◆ Task statement: Write out the records that appear below, verbatim and complete, but without pictures.

Segment Open

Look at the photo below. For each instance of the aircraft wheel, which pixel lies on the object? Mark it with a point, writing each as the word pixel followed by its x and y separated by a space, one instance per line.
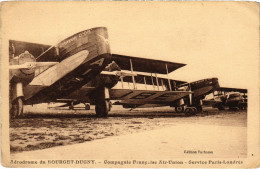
pixel 194 111
pixel 71 107
pixel 179 109
pixel 17 108
pixel 199 109
pixel 110 106
pixel 102 108
pixel 221 107
pixel 188 112
pixel 87 107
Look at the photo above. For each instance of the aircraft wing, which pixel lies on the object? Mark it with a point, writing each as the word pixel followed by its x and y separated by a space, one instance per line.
pixel 145 65
pixel 146 96
pixel 18 47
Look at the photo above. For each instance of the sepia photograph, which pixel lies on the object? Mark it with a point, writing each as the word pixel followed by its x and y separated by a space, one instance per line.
pixel 130 84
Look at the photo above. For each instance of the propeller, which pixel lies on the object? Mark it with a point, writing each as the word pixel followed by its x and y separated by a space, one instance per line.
pixel 31 65
pixel 190 95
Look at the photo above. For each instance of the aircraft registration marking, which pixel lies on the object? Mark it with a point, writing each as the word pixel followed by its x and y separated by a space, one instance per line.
pixel 98 62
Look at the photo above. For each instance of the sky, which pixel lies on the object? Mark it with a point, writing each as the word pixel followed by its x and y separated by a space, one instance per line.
pixel 214 39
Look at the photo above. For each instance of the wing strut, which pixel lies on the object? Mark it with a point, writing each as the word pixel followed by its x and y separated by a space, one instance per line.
pixel 145 83
pixel 152 79
pixel 122 82
pixel 133 78
pixel 168 77
pixel 162 84
pixel 157 81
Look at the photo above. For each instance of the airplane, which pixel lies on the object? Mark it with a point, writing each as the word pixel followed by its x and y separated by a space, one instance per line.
pixel 78 61
pixel 190 104
pixel 234 98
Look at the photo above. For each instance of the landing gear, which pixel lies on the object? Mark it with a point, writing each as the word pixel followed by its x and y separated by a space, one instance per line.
pixel 102 108
pixel 103 104
pixel 179 109
pixel 199 108
pixel 17 108
pixel 71 107
pixel 221 107
pixel 188 112
pixel 87 106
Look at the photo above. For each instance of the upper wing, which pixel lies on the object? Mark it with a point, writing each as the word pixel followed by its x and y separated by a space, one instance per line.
pixel 228 89
pixel 146 96
pixel 145 65
pixel 151 80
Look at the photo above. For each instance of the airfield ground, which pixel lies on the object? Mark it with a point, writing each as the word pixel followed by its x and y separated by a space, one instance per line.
pixel 43 128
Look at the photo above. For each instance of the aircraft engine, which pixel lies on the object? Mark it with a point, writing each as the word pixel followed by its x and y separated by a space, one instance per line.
pixel 23 75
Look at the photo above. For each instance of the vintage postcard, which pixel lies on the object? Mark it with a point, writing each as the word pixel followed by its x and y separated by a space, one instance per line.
pixel 130 84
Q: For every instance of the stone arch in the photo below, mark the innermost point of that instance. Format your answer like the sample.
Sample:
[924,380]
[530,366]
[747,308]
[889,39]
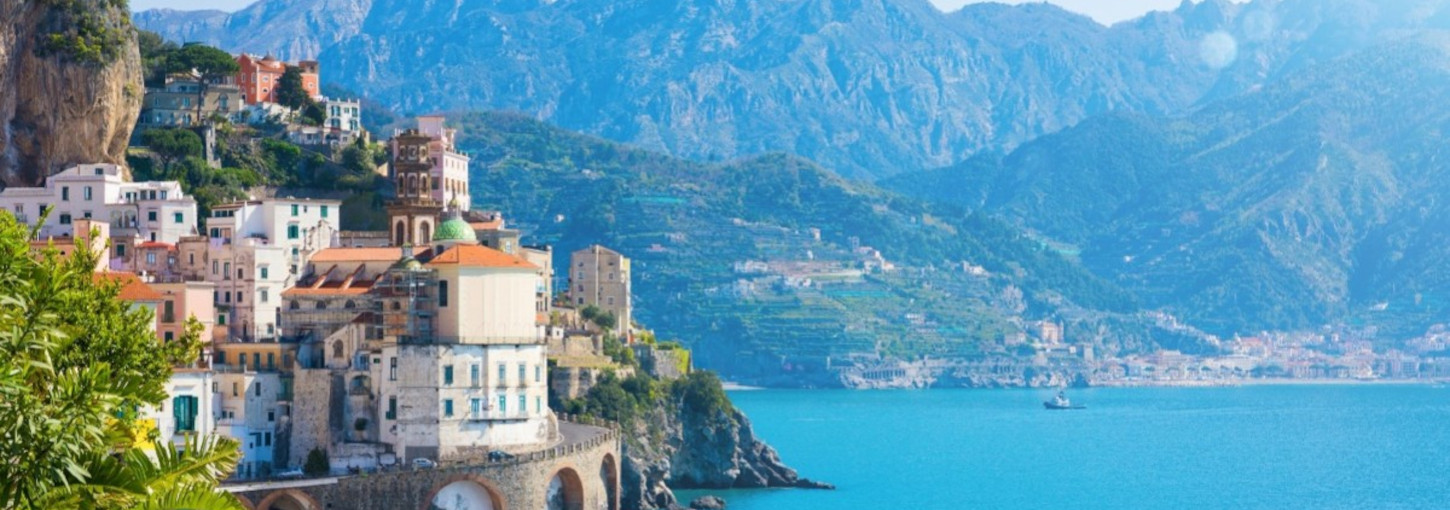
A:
[566,490]
[609,474]
[461,487]
[289,499]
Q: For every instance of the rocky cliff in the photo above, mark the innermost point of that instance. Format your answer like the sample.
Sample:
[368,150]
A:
[688,441]
[70,86]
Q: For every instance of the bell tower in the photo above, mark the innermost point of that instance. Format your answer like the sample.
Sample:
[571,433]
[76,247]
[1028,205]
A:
[412,215]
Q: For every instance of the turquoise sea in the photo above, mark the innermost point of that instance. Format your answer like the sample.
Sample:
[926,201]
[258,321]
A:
[1257,446]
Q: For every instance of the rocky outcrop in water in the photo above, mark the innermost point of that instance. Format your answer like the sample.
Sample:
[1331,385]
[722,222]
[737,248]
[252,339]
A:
[70,86]
[701,444]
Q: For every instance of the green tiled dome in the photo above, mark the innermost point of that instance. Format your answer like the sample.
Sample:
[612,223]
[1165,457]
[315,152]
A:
[454,229]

Segment Closed

◆ Answer to the problem:
Look at the photo below. For each instance of the aircraft wheel, which pixel lies on the object? Mark it with a point, writing each as the word pixel followed by its x and y separated by a space, one instance per line.
pixel 194 111
pixel 71 107
pixel 179 109
pixel 17 108
pixel 199 109
pixel 110 106
pixel 102 108
pixel 221 107
pixel 188 112
pixel 87 107
Look at the photo above. For each instance of the aircraft wing, which pixel lies on the object? Mark it with a point, writing each as the word pixel followed by its x and y separated by a space, one instance per line.
pixel 145 65
pixel 146 96
pixel 18 47
Look at the photo above. For each instance of the sepia photograph, which pixel lies on the object? Mark it with a point, writing each as the word pixel followed by its x and y separated by a space, one instance per line.
pixel 130 84
Look at the photo above. For each instance of the propeller, which pixel lies on the object? Mark it with a point, writing each as the word pixel followed by its x and y separated by a space, one instance per line.
pixel 31 65
pixel 190 95
Look at the photo above. For each instance of the aircraft registration marking, which pixel lies on the object? Mark it with a point, writing each as the word pixel followed by its x and y separated by a space, one instance per line.
pixel 98 62
Look at the photo above. For each instance of the sky, which pixel lies on the object? Mark it with a point, writing each as the word pixel followed by its x and y separated by a space, one instance per line.
pixel 214 39
Look at the photo above. For each instance of the wing strut, which pixel lies on the object? Mark it with a point, writing each as the word pixel followed by its x and y separated by a space, one instance per line.
pixel 145 83
pixel 152 79
pixel 122 82
pixel 133 78
pixel 168 77
pixel 162 84
pixel 157 81
Look at the photo above. For each instance of the airplane, which pixel lies on the object? Mark it with a point, writing each as the word pixel followed by its x and y separated by a space, one instance per line.
pixel 78 61
pixel 190 104
pixel 234 98
Look at the photo above. For each instance of the landing gear, which pixel lies on the object? Mark it with a point, writing each as the word pixel followed by its x and y separated by a space, one instance per line.
pixel 102 108
pixel 103 104
pixel 179 109
pixel 199 108
pixel 17 108
pixel 71 107
pixel 221 107
pixel 188 112
pixel 87 106
Look at the photo above. For each instance of the upper wing, which pixel lies on the object? Mark it with a point, writing each as the word pixel followed by its x and y separated by a space, one instance per line.
pixel 228 89
pixel 146 96
pixel 145 65
pixel 151 80
Look at the photo above. For each instance of the airfield ground, which pixel lies on the object? Mark it with a point, writing each as the word pixel followed by its x and y separated by a space, one instance per line.
pixel 43 128
Look at the photo above. For each instance of the aircraft engine, which pixel lies on the object? Mark it with a point, writing each as the word pixel followed by its x and y separated by a space, one instance per line.
pixel 23 75
Look at the photo above. For each instance of the vintage postcard, which pixel lies on the object? Mark it with a point, writing each as the word pixel followed by its x and y separated by a space, one instance per line.
pixel 130 84
Q: For every instance of the stone arch in the photo below, mark the innermost point of that instance. Format your answer like the sample.
Sample:
[924,380]
[530,366]
[747,308]
[889,39]
A:
[566,490]
[609,474]
[461,487]
[289,499]
Q: For every instance of the rocky cliff in the photo above, mark the innermost point of that instance. Format your answer like the sample.
Sample:
[368,150]
A:
[688,441]
[70,86]
Q: For every instance of the bell tower in the photo above, mark the innermost point of that instance. Format your answer like the sample.
Sample:
[571,433]
[76,247]
[1028,205]
A:
[412,215]
Q: For every instance of the turquoise sea in the photo above, mark the innermost point of that instance. Format your answer like the sample.
Sample:
[926,201]
[258,321]
A:
[1257,446]
Q: For every instance of the rocky outcrop in water in the photo above, mark the innermost point of that instance. Format your answer like the sample.
Sample:
[1331,385]
[722,222]
[737,248]
[252,339]
A:
[70,86]
[701,444]
Q: For every instance of the green tiled dome in the photo above, mark the innermost point of that instance. Format your answer like the sample.
Sample:
[612,223]
[1165,457]
[315,152]
A:
[454,229]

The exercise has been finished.